[GIVEN TEXT]
Local TV stations reported militant chief Noordin Mohammad Top, who is blamed for last month's attacks on two American hotels in the capital, Jakarta, as well as bombings on the resort island of Bali, was killed in the bathroom of the house in a rice-growing village in central Java province following a lengthy bomb and gun battle.
The body of a man believed to be Noordin was flown to Jakarta for an autopsy, but police "cannot yet confirm that this is Noordin Top," national police chief Bambang Hendarso Damuri said.
Police don't want to say that Noordin is assumed dead and any announcement will have to wait until next week after a DNA examination is complete, Hendarso said at nationally televised news conference.
The suicide attacks on the J.W. Marriott and Ritz-Carlton hotels in Jakarta killed seven people, all but one of them foreigners, and ended a four-year pause in terror strikes in Indonesia, the world's most populous Muslim nation.
Noordin is also believed to have played a major role in four other bombings in Indonesia since 2002, including nightclub attacks on the resort island of Bali that year that killed 202 people, mostly foreigners.
[/GIVEN TEXT]
### TASK SET:
[1] From the news report on Noordin Top, write out everything from "Police don't want" down to "people, mostly foreigners.".
[2] According to the news report on Noordin Top, how many people died in the 2002 nightclub attacks on Bali?
[3] Carry the news report on Noordin Top forward past its last sentence.
[DATA EXCERPT]
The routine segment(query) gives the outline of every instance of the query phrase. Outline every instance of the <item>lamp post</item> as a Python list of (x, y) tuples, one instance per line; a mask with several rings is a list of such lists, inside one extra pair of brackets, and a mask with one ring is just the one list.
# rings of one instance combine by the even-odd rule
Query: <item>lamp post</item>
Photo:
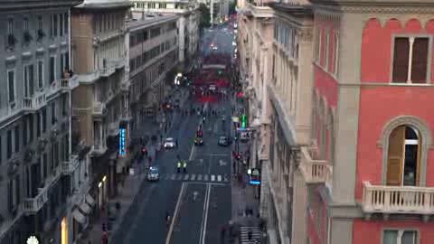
[/DATA EXCERPT]
### OUTPUTS IN ORDER:
[1]
Police don't want to say that Noordin is assumed dead and any announcement will have to wait until next week after a DNA examination is complete, Hendarso said at nationally televised news conference.
The suicide attacks on the J.W. Marriott and Ritz-Carlton hotels in Jakarta killed seven people, all but one of them foreigners, and ended a four-year pause in terror strikes in Indonesia, the world's most populous Muslim nation.
Noordin is also believed to have played a major role in four other bombings in Indonesia since 2002, including nightclub attacks on the resort island of Bali that year that killed 202 people, mostly foreigners.

[2] 202 people, mostly foreigners.

[3]
He later emerged as a regional terrorist leader and skilled bomb maker who has been accused of masterminding a series of suicide attacks — including the triple Bali bombings in 2005 — that killed dozens of people.
Noordin is a Malaysian citizen who claimed in a video in 2005 to be al-Qaida's representative in Southeast Asia and to be carrying out attacks on Western civilians to avenge Muslim deaths in Afghanistan.
Killing or capturing him would be a major victory in Indonesia's fight against militants and could significantly weaken the chances of more attacks, given the key planning, financial and motivational role he is believed to have played in terror networks.
Police spokesman Nanan Sukarna said officers believed Noordin, who is Southeast Asia's most wanted militant suspect, and two or three of his followers were inside the raided home, but could not immediately confirm their fate.
Minutes after the raid, witnesses said officers outside the house took off their helmets and were shaking hands with each other, suggesting all those inside had either been killed or captured. The firing ceased.
A police officer at the scene said a body was found in the bathroom of the house and authorities brought a coffin there. After about one hour, three ambulances left the home.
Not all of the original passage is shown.